Entries provided:
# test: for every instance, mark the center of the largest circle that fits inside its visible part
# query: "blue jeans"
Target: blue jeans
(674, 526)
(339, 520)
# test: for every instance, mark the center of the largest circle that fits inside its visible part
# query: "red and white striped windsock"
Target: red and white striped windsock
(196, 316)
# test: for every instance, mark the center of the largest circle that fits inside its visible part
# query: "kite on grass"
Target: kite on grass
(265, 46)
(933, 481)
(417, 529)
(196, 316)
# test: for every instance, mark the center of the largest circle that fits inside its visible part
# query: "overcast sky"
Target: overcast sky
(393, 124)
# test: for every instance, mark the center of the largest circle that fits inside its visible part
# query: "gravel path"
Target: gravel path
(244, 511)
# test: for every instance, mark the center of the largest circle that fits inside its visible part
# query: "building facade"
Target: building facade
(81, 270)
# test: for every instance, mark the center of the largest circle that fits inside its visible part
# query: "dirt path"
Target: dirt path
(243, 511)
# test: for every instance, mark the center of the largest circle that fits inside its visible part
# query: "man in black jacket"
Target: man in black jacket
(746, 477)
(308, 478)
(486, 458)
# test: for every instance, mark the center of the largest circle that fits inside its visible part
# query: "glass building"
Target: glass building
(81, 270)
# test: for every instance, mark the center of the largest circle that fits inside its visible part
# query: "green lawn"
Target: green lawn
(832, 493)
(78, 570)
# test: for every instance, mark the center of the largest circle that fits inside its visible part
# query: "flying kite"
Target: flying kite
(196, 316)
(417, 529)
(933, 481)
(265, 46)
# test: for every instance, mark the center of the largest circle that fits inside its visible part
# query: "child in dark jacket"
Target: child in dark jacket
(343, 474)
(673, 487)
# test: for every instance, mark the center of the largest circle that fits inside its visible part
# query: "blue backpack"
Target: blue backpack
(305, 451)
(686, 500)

What is expected: Please reproduce the entire listing, exactly as shown.

Task answer:
# test: for every instance, mark the center of the largest circle that fits inside its visible part
# query: "blue jeans"
Target: blue jeans
(674, 526)
(339, 520)
# test: for every instance, mark the center of the largest circle that fits inside its visible part
# query: "red and white striped windsock"
Target: red and white striped windsock
(196, 316)
# test: for every instance, mark the center of the largest circle that fits inside its visible part
# query: "kite on grass"
Target: kite on grass
(265, 46)
(933, 481)
(417, 529)
(196, 316)
# test: for every instance, mark the center of the largest circle that fits inside its visible part
# query: "overcast sky"
Target: overcast sky
(393, 124)
# test: for every instance, mark the center of the largest circle that fits inside its visible part
# query: "gravel path"
Target: gravel path
(244, 511)
# test: for every instance, mark the center of the largest circle that fits inside its visible part
# query: "building facade"
Target: building facade
(81, 270)
# test: for every instance, mark the center of the largest circle that fits inside its visible part
# query: "dirt path"
Target: dirt path
(243, 511)
# test: for every instance, mark the center of the largest circle that fits inside its visible part
# query: "man in black jacket"
Target: man in black jacket
(746, 477)
(308, 478)
(486, 458)
# test: for every instance, mark the center of the largest circle that fits inside its visible part
# query: "glass building"
Target: glass building
(81, 270)
# test: for every instance, mark the center of the largest circle that fits inside its visible part
# query: "green lawn"
Target: green lawn
(832, 493)
(78, 570)
# test: for every instance, mark the center of the largest circle that fits inside its visible part
# query: "flying kite"
Target: flying kite
(196, 316)
(417, 529)
(933, 481)
(265, 46)
# test: for every instance, mark the center of the largest circle that fits inside its visible part
# query: "child in dark jacket"
Target: child in dark jacket
(343, 474)
(673, 487)
# test: for every instance, mark the center of the largest circle that fits inside its visible part
# query: "blue backpack"
Target: blue backpack
(305, 451)
(686, 500)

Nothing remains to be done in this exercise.